++++ Task data ++++
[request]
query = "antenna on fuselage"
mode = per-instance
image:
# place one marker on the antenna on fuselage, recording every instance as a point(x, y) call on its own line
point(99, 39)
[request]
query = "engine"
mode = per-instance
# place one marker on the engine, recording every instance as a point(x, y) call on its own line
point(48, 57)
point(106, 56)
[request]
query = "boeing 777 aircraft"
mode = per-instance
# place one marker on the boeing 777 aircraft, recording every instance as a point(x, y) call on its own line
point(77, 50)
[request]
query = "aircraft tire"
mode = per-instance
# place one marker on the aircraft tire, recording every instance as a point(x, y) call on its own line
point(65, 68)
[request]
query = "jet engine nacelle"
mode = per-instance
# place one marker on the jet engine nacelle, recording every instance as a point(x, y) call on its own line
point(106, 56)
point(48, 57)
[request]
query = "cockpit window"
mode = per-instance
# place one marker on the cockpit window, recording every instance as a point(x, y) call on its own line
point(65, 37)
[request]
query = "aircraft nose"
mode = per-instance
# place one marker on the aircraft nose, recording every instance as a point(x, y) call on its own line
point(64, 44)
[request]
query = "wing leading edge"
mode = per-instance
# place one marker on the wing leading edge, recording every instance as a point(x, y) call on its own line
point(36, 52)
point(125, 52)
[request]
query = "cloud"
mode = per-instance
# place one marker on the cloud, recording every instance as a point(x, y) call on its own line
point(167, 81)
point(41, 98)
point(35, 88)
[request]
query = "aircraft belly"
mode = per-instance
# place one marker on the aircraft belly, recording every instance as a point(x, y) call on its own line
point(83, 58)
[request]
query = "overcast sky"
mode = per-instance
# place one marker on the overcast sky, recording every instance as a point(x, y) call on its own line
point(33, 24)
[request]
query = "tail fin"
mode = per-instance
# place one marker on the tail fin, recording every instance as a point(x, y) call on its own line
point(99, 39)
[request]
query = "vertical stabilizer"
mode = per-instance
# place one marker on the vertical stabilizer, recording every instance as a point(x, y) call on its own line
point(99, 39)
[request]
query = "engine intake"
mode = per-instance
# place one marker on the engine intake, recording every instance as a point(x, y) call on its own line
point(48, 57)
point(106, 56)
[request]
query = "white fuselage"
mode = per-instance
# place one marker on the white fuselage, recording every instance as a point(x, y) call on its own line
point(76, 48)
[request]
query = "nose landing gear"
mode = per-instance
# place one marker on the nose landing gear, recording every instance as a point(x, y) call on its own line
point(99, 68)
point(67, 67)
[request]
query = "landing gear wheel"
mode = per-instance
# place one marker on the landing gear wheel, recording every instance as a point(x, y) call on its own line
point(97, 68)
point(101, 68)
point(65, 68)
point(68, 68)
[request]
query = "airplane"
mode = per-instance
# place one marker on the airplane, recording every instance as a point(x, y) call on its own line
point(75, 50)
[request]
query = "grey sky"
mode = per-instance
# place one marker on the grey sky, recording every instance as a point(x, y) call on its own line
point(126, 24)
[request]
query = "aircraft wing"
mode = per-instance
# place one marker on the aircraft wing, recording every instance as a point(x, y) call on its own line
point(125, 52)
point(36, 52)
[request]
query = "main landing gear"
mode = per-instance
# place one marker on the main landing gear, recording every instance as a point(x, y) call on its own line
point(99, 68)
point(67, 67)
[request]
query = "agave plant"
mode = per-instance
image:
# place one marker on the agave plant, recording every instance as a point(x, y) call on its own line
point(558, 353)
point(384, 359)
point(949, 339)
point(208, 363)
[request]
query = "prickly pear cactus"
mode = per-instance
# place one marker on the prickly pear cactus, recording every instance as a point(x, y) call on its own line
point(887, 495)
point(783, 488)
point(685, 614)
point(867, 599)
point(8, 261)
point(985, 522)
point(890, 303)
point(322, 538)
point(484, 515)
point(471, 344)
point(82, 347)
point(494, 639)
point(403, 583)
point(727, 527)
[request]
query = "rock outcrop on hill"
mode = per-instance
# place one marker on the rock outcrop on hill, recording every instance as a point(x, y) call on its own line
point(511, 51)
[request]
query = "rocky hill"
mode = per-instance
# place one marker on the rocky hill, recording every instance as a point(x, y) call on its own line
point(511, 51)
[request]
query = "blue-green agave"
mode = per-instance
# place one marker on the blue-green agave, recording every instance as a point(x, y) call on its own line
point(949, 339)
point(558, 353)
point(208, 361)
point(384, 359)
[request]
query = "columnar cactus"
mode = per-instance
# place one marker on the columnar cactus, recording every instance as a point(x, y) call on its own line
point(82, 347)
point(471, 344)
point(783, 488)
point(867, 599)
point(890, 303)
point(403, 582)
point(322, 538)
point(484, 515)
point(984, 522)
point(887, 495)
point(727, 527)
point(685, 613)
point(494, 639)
++++
* _Exercise aim_
Repeat the entries exactly, all of them.

* _Result of the task_
[request]
query = "antenna on fuselage"
mode = per-instance
image:
# place one marker on the antenna on fuselage, recording every instance as a point(x, y) call on its own line
point(99, 39)
[request]
query = "engine"
mode = per-instance
# place one marker on the engine, recording every instance as a point(x, y) call on its own line
point(48, 57)
point(106, 56)
[request]
query = "boeing 777 aircraft"
mode = per-instance
# place one marker on the boeing 777 aircraft, recording every instance as a point(x, y) call on its own line
point(77, 50)
[request]
query = "aircraft tire"
mode = per-instance
# place one marker on the aircraft tire, recording every instance as a point(x, y) call on its own line
point(65, 68)
[request]
query = "jet engine nacelle"
mode = per-instance
# place one marker on the jet engine nacelle, recording every instance as a point(x, y) call on its own line
point(106, 56)
point(48, 57)
[request]
query = "cockpit window"
mode = per-instance
# place one marker on the cockpit window, recording every instance as a point(x, y) call on its own line
point(65, 37)
[request]
query = "aircraft nose"
mode = per-instance
# place one marker on the aircraft nose, recording every instance as a point(x, y) call on its own line
point(64, 44)
[request]
query = "wing leading edge"
mode = per-instance
# place one marker on the wing leading edge, recording every instance as a point(x, y) call on its own line
point(36, 52)
point(125, 52)
[request]
query = "cloud"
mode = per-instance
# place one marker on the cloud, recording every instance as a point(x, y) call on its own line
point(167, 81)
point(41, 98)
point(35, 88)
[request]
query = "aircraft belly"
mode = per-instance
# place one marker on the aircraft belly, recording every instance as a point(x, y) call on its own line
point(83, 58)
[request]
query = "overcast sky"
mode = per-instance
# place one marker on the overcast sky, recording every instance as a point(x, y) call on its own line
point(33, 24)
[request]
query = "tail fin"
mode = per-instance
# place one marker on the tail fin, recording every instance as a point(x, y) call on its own line
point(99, 39)
[request]
query = "vertical stabilizer"
mode = per-instance
# place one marker on the vertical stabilizer, recording every instance as a point(x, y) call on its own line
point(99, 39)
[request]
query = "engine intake"
mode = per-instance
# place one marker on the engine intake, recording every instance as a point(x, y) call on its own line
point(48, 57)
point(106, 56)
[request]
query = "white fuselage"
mode = per-instance
# place one marker on the white fuselage, recording every instance as a point(x, y) call on its own line
point(76, 48)
[request]
query = "nose landing gear"
mode = per-instance
# place one marker on the nose landing gear, recording every instance as a point(x, y) call on its own line
point(99, 68)
point(67, 67)
[request]
query = "landing gear wheel"
mode = per-instance
# place one marker on the landing gear wheel, recording every instance as a point(x, y) call on its own line
point(97, 68)
point(101, 68)
point(65, 68)
point(68, 68)
[request]
query = "airplane"
mode = per-instance
# place one marker on the airplane, recording every instance as a point(x, y) call on its own line
point(75, 50)
[request]
query = "grey sky"
mode = per-instance
# place one marker on the grey sky, recording every instance as a point(x, y) call on its own line
point(126, 24)
[request]
query = "aircraft wing"
mode = per-instance
# place one marker on the aircraft wing, recording every instance as a point(x, y) call on its own line
point(125, 52)
point(36, 52)
[request]
query = "main landing gear"
mode = per-instance
# place one marker on the main landing gear, recording every instance as a point(x, y) call on its own line
point(99, 68)
point(67, 67)
[request]
query = "agave plant"
mode = per-instance
image:
# place one marker on the agave plant, recording every instance as a point(x, y) call on its own line
point(558, 353)
point(384, 359)
point(949, 339)
point(208, 363)
[request]
query = "prickly pear cactus"
mode = per-instance
# place one marker on the prickly pear cactus, recording every instance as a point(x, y) call on its own line
point(887, 495)
point(783, 488)
point(685, 614)
point(867, 599)
point(8, 261)
point(985, 522)
point(890, 303)
point(322, 538)
point(484, 515)
point(471, 344)
point(82, 347)
point(494, 639)
point(403, 583)
point(727, 527)
[request]
query = "rock outcrop on hill"
mode = per-instance
# place one marker on the rock outcrop on hill, recording every instance as a point(x, y) call on its own line
point(511, 51)
[request]
query = "rocky hill"
mode = per-instance
# place one marker on the rocky hill, recording every instance as a point(x, y) call on its own line
point(511, 51)
[request]
query = "blue-green agave"
mode = per-instance
# place one marker on the blue-green agave, recording every instance as a point(x, y) call on its own line
point(949, 339)
point(558, 353)
point(208, 361)
point(384, 359)
[request]
query = "columnar cactus"
mode = per-instance
# place one marker on the columnar cactus, recording every instance as a point(x, y) call on its own line
point(82, 347)
point(471, 344)
point(783, 488)
point(867, 599)
point(890, 303)
point(403, 582)
point(322, 538)
point(484, 515)
point(984, 522)
point(887, 495)
point(727, 527)
point(685, 613)
point(494, 639)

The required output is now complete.